>>>>>

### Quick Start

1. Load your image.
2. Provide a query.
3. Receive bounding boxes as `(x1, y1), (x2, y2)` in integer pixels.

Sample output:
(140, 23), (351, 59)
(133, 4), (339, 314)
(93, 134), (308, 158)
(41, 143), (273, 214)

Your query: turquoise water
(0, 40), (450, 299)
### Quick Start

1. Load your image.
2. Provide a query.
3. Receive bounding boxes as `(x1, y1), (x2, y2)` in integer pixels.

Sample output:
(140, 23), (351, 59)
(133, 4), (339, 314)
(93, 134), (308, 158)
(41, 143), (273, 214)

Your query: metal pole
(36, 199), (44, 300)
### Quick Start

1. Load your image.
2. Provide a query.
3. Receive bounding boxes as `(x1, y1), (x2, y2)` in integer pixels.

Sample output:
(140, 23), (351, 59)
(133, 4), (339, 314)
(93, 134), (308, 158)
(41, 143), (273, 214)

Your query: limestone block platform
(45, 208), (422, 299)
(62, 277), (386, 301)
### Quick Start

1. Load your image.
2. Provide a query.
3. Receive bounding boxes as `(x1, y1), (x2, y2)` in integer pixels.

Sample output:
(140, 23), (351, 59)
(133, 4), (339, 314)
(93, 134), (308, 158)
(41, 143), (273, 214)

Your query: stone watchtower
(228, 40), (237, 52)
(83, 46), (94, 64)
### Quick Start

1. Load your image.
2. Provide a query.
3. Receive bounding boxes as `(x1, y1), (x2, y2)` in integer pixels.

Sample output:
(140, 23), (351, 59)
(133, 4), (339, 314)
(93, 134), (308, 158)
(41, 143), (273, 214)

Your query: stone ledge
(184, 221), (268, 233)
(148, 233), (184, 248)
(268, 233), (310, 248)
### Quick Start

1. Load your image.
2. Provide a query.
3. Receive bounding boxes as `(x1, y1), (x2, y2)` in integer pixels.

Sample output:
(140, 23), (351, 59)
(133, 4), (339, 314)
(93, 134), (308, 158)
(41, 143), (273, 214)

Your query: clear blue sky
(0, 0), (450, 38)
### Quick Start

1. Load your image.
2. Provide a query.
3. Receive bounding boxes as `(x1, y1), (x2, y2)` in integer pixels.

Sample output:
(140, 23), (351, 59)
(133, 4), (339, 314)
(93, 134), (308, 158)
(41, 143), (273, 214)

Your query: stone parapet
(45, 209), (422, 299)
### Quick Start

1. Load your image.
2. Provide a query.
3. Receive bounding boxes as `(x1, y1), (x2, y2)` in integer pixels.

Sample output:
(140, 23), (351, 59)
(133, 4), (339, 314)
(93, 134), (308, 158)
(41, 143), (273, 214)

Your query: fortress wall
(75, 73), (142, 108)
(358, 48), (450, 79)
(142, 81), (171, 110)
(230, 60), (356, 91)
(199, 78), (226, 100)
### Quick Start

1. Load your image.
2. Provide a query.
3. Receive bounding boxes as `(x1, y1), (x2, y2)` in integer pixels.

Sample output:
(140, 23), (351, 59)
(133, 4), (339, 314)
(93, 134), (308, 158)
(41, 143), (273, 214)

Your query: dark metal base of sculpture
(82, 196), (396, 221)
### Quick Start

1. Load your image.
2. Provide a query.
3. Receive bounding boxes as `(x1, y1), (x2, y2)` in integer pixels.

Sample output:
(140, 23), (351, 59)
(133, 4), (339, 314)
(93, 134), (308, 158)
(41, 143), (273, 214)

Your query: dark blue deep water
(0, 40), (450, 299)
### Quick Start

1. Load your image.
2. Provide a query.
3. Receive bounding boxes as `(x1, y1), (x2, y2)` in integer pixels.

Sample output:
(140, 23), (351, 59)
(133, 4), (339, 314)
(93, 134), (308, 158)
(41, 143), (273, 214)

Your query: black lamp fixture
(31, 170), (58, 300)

<<<<<

= SET TASK =
Can you update all the lines above so that each "query" reads "prompt" instead, with nothing else changed?

= SOLVED EXERCISE =
### Quick Start

1. Load your image.
2. Provide a prompt.
3. Receive bounding boxes as `(x1, y1), (x2, y2)` in integer pixels.

Sample output:
(140, 23), (351, 59)
(133, 4), (339, 314)
(93, 134), (308, 158)
(41, 143), (273, 214)

Your prompt: turquoise water
(0, 40), (450, 299)
### Quick Start

1. Load your image.
2. Provide a prompt.
3. Receive bounding boxes as `(x1, y1), (x2, y2)` in integer pixels.

Sample output:
(140, 23), (351, 59)
(133, 4), (339, 314)
(93, 134), (308, 158)
(41, 143), (273, 214)

Your prompt: metal pole
(36, 199), (44, 300)
### Quick Start

1. Load your image.
2. Provide a prompt.
3. Receive bounding boxes as `(x1, y1), (x2, y2)` in integer pixels.

Sample output:
(140, 23), (351, 59)
(133, 4), (339, 314)
(93, 134), (308, 158)
(41, 143), (273, 214)

Your prompt: limestone block platform
(45, 208), (422, 299)
(62, 277), (386, 301)
### Quick Start

1. Load your image.
2. Provide a prompt.
3. Receive bounding boxes as `(x1, y1), (x2, y2)` in integer pixels.

Sample output:
(140, 23), (351, 59)
(133, 4), (339, 314)
(93, 134), (308, 158)
(41, 143), (273, 214)

Your prompt: stone watchtower
(228, 40), (237, 52)
(83, 46), (94, 64)
### Quick Start

1. Load your image.
2. Provide a prompt.
3. Receive bounding boxes as `(x1, y1), (x2, y2)` in integer pixels.

Sample output:
(140, 23), (351, 59)
(133, 4), (339, 314)
(93, 134), (308, 158)
(41, 143), (273, 214)

Your prompt: stone ledge
(184, 221), (268, 233)
(148, 233), (184, 248)
(268, 233), (310, 248)
### Quick Start

1. Load your image.
2. Provide a prompt.
3. Receive bounding boxes as `(x1, y1), (x2, y2)` in integer pixels.

Sample output:
(140, 23), (351, 59)
(133, 4), (339, 314)
(93, 134), (308, 158)
(41, 143), (273, 214)

Your prompt: clear blue sky
(0, 0), (450, 38)
### Quick Start

1. Load your image.
2. Provide a prompt.
3. Receive bounding boxes as `(x1, y1), (x2, y2)` in integer pixels.

Sample output:
(140, 23), (351, 59)
(133, 4), (339, 314)
(93, 134), (308, 158)
(41, 143), (273, 214)

Your prompt: stone parapet
(45, 209), (422, 299)
### Quick Start

1. Load your image.
2. Provide a prompt.
3. Receive bounding boxes as `(x1, y1), (x2, y2)` in integer pixels.

Sample output:
(140, 23), (351, 59)
(133, 4), (339, 314)
(93, 134), (308, 158)
(41, 143), (273, 214)

Your prompt: fortress wall
(75, 73), (142, 108)
(358, 48), (450, 79)
(142, 81), (171, 110)
(230, 60), (356, 91)
(199, 78), (226, 100)
### Quick Start

1. Load your image.
2. Provide a prompt.
3. Receive bounding boxes as `(x1, y1), (x2, y2)` in integer pixels.

Sample output:
(140, 23), (351, 59)
(133, 4), (339, 314)
(93, 134), (308, 158)
(41, 143), (273, 214)

Your prompt: dark metal base of sculpture
(82, 196), (396, 221)
### Quick Start

1. Load your image.
2. Provide a prompt.
3. Receive bounding boxes as `(x1, y1), (x2, y2)` in integer pixels.

Sample output:
(140, 23), (351, 59)
(133, 4), (339, 314)
(93, 134), (308, 158)
(41, 143), (273, 214)

Your prompt: dark blue deep water
(0, 40), (450, 299)
### Quick Start

1. Load your image.
2. Provide a prompt.
3. Receive bounding boxes as `(x1, y1), (x2, y2)` in integer pixels.

Sample output:
(140, 23), (351, 59)
(133, 4), (339, 314)
(93, 134), (308, 158)
(41, 143), (273, 214)

Your prompt: black lamp fixture
(31, 170), (58, 300)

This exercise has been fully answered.